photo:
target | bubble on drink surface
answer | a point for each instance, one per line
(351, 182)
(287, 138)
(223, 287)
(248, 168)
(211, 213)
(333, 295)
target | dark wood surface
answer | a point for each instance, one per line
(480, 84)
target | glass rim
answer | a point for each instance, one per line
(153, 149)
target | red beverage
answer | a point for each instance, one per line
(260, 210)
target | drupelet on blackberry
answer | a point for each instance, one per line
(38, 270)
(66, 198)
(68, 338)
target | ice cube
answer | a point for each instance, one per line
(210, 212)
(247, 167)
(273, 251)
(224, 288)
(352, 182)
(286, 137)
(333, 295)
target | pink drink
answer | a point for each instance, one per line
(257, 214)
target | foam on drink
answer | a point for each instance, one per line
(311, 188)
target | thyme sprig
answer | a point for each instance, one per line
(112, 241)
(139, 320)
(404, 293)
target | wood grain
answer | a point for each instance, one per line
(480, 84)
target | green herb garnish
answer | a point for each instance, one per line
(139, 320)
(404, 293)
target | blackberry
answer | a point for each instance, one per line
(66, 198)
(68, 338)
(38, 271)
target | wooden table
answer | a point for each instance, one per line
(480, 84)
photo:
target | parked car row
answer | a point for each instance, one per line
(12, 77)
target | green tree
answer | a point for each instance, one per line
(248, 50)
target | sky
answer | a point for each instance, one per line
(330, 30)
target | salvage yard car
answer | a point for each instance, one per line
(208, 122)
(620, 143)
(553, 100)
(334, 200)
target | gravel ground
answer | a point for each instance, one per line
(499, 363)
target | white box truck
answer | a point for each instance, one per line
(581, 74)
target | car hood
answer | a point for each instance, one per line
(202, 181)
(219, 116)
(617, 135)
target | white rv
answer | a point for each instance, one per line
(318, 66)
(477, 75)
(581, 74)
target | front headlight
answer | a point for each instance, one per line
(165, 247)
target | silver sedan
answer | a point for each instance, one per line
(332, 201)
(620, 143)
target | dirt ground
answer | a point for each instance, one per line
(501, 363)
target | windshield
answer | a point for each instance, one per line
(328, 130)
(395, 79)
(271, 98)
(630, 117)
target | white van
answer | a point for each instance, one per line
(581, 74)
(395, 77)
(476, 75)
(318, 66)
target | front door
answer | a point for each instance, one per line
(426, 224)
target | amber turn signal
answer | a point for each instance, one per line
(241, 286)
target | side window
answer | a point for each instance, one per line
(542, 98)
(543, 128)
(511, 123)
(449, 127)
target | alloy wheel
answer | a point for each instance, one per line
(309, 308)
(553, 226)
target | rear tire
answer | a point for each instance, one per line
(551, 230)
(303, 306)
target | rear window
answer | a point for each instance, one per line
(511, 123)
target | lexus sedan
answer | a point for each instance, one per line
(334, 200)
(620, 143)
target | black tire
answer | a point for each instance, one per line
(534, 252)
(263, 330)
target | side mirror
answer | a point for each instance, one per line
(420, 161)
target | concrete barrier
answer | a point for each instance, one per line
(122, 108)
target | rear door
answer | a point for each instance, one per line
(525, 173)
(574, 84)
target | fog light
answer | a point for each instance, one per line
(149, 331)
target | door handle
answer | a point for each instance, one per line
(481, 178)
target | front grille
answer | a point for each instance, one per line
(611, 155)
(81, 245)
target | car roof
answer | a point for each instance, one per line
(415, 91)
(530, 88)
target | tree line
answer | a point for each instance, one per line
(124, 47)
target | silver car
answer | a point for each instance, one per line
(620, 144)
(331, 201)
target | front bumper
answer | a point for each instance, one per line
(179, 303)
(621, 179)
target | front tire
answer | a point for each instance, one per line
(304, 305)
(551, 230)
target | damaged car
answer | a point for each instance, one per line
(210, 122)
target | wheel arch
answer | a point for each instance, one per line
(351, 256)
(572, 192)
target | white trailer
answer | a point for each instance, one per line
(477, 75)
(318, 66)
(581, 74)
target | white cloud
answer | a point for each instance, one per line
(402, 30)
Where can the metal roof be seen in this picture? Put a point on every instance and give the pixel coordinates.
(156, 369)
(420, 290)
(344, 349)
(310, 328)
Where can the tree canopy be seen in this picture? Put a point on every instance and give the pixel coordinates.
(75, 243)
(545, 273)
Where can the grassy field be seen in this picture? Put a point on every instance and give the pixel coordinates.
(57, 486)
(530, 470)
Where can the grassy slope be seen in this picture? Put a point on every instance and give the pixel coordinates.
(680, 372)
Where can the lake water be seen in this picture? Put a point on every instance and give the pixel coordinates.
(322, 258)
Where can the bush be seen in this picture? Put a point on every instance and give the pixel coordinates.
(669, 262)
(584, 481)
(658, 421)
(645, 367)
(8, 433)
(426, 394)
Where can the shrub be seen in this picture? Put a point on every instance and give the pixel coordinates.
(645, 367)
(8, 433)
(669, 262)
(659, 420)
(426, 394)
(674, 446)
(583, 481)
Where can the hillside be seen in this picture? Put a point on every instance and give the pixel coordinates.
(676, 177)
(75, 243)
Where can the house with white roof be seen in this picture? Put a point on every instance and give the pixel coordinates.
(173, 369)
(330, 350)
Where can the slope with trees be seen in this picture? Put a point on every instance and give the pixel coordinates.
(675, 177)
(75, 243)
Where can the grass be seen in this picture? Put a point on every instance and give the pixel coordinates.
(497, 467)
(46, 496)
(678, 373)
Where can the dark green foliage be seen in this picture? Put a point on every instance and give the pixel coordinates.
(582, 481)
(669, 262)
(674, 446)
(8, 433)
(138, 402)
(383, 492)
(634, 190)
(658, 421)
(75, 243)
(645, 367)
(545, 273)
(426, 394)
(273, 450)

_ _ _

• Haga lo siguiente: Vuelva a transcribir íntegramente el listado anterior, línea por línea y sin ninguna modificación.

• Resultado obtenido:
photo:
target | bubble on drink surface
answer | a point for each instance, one per line
(351, 182)
(287, 138)
(223, 287)
(248, 168)
(211, 213)
(333, 295)
target | dark wood surface
answer | a point for each instance, one per line
(480, 84)
target | glass rim
answer | a point for each instance, one per line
(153, 149)
target | red beverage
answer | a point for each instance, one per line
(260, 210)
target | drupelet on blackberry
answer | a point for each instance, one per line
(38, 270)
(66, 198)
(68, 338)
target | ice cube
answer | a point for each instance, one per line
(210, 212)
(247, 167)
(273, 251)
(224, 288)
(352, 182)
(286, 137)
(333, 295)
target | pink drink
answer | a point for each instance, one per line
(257, 214)
target | foam on drink
answer | a point for each instance, one per line
(311, 188)
target | thyme sprig
answer | a point for each instance, one per line
(112, 241)
(139, 320)
(404, 293)
target | wood grain
answer | a point for each instance, one per line
(480, 84)
target | green herb garnish
answer | a point for each instance, one per line
(139, 320)
(404, 293)
target | blackberry
answer | a point for each instance, one per line
(66, 198)
(68, 338)
(38, 271)
target | wooden table
answer | a point for each instance, one per line
(480, 84)
photo:
target | parked car row
answer | a point for each instance, one per line
(12, 77)
target | green tree
answer | a point for each instance, one per line
(248, 50)
target | sky
answer | a point for each instance, one per line
(330, 30)
target | salvage yard car
answer | a point for each instance, one per line
(208, 122)
(620, 143)
(553, 100)
(334, 200)
target | gravel ground
answer | a point for each instance, one per line
(499, 363)
target | white box truck
answer | a point for each instance, one per line
(581, 74)
target | car hood
answer | a point for each instance, one per line
(202, 181)
(219, 116)
(617, 135)
target | white rv
answer | a point for each instance, one per line
(318, 66)
(477, 75)
(581, 74)
target | front headlight
answer | a point for each instance, one per line
(165, 247)
target | silver sedan
answer | a point for each instance, one per line
(332, 201)
(620, 143)
target | dirt ground
answer | a point for each instance, one per line
(501, 363)
target | windshield
answer | a point for each instance, one per line
(328, 130)
(395, 79)
(271, 98)
(630, 117)
target | white van
answer | a point for each instance, one per line
(581, 74)
(395, 77)
(476, 75)
(318, 66)
target | front door
answer | a point for each instance, one per line
(426, 224)
target | amber turn signal
answer | a point for each instance, one per line
(241, 286)
target | side window
answer | a point for each instance, one per line
(542, 98)
(543, 128)
(511, 123)
(449, 127)
target | alloy wheel
answer | a point for each instance, one per line
(309, 308)
(553, 226)
target | rear tire
answer | a point for each instance, one per line
(551, 230)
(303, 306)
target | rear window
answer | a point for each instance, one per line
(511, 123)
target | lexus sedan
answer | a point for each instance, one per line
(334, 200)
(620, 143)
target | black tire
answer | a point for each instance, one per line
(534, 252)
(263, 330)
target | side mirror
answer | a point for each instance, one per line
(420, 161)
target | concrete barrier
answer | a point for each instance, one per line
(122, 108)
target | rear door
answer | a point for each instance, one per line
(525, 173)
(574, 84)
target | fog light
answer | a point for each instance, one per line
(149, 331)
target | door handle
answer | a point for each instance, one per line
(481, 178)
target | front grille
answer | a point for each instance, one per line
(611, 155)
(81, 245)
target | car roof
answer | a point for each instance, one per line
(415, 91)
(530, 88)
target | tree line
answer | a point for each instance, one per line
(124, 47)
target | silver car
answer | a point for each instance, one per line
(620, 144)
(331, 201)
target | front bumper
answer | a point for each instance, one per line
(179, 303)
(621, 179)
target | front tire
answer | a point for each instance, one per line
(304, 305)
(551, 230)
target | damaged car
answer | a point for each instance, one per line
(210, 122)
target | wheel arch
answer | a point for each instance, one per line
(351, 256)
(572, 192)
target | white trailer
answer | a point for each instance, one per line
(477, 75)
(318, 66)
(581, 74)
target | white cloud
answer | a point for each instance, one per line
(402, 30)
Where can the metal roof be seen in this picture? Put a point on every instance and give the pixel coordinates.
(156, 369)
(420, 290)
(344, 349)
(310, 328)
Where can the tree canopy be seen in this picture? Put a point on every instance and give the pixel coordinates.
(75, 243)
(545, 273)
Where can the grassy field be seen in this picture? Put a point on every instance and give the pixel coordinates.
(57, 486)
(530, 470)
Where can the grassy slope be seen in this picture? Put a point on every instance and give the pixel coordinates.
(680, 372)
Where can the lake water be seen in this picture? Put a point on every instance and give the pixel coordinates.
(322, 258)
Where can the bush be seen in this picture? Put a point on every instance and give the pixel coordinates.
(669, 262)
(584, 481)
(658, 421)
(645, 367)
(8, 433)
(426, 394)
Where can the shrub be seen in this picture? Put a point on every instance and give the pixel coordinates.
(645, 367)
(8, 433)
(669, 262)
(659, 420)
(426, 394)
(674, 446)
(583, 481)
Where can the hillside be seen in this picture? Put a point on every instance and give the pixel coordinates.
(676, 177)
(75, 243)
Where can the house with white roof be seen in this picture? Put a point on every instance and give the pixel coordinates.
(173, 369)
(330, 350)
Where can the slope with trees be seen in this picture? Put a point on every instance and give the pixel coordinates.
(675, 177)
(75, 243)
Where can the grass be seen in this picture? Put a point on every instance and give the pixel coordinates.
(497, 467)
(46, 496)
(678, 373)
Where can the dark green foliage be seen in this picture? Put a point on every instance and give the pixel coordinates.
(582, 481)
(669, 262)
(674, 446)
(8, 433)
(138, 402)
(383, 492)
(634, 190)
(658, 421)
(75, 243)
(645, 367)
(545, 273)
(426, 394)
(273, 450)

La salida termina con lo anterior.